**Stated problem:** Reproduce every line of the listing below, requests included, with each box coordinate in the answers multiplied by 0.5 and rounded to a whole number, halves rounding up.

**Dataset content:**
※ ※ ※

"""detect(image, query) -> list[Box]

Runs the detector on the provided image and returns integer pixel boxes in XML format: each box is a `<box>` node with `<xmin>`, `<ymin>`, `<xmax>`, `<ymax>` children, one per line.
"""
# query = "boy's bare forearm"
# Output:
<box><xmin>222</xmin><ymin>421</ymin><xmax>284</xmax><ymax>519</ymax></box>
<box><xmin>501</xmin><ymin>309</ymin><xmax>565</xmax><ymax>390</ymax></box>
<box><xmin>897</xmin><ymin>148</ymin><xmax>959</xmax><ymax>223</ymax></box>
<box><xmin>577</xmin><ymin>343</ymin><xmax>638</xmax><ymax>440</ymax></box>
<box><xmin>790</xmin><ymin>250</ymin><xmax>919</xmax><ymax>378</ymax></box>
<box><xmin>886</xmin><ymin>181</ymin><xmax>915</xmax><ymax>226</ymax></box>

※ ※ ※

**The solution:**
"""detect(image, query) -> list[Box]

Runs the detector on the provided image and returns integer pixel boxes in XML format: each box is a `<box>` node with `<xmin>`, `<ymin>`, `<xmax>`, `<ymax>` children, one per line.
"""
# query = "boy's bare forearm"
# Output:
<box><xmin>111</xmin><ymin>211</ymin><xmax>142</xmax><ymax>260</ymax></box>
<box><xmin>251</xmin><ymin>155</ymin><xmax>283</xmax><ymax>195</ymax></box>
<box><xmin>449</xmin><ymin>74</ymin><xmax>480</xmax><ymax>112</ymax></box>
<box><xmin>289</xmin><ymin>172</ymin><xmax>319</xmax><ymax>220</ymax></box>
<box><xmin>395</xmin><ymin>125</ymin><xmax>460</xmax><ymax>189</ymax></box>
<box><xmin>443</xmin><ymin>91</ymin><xmax>458</xmax><ymax>113</ymax></box>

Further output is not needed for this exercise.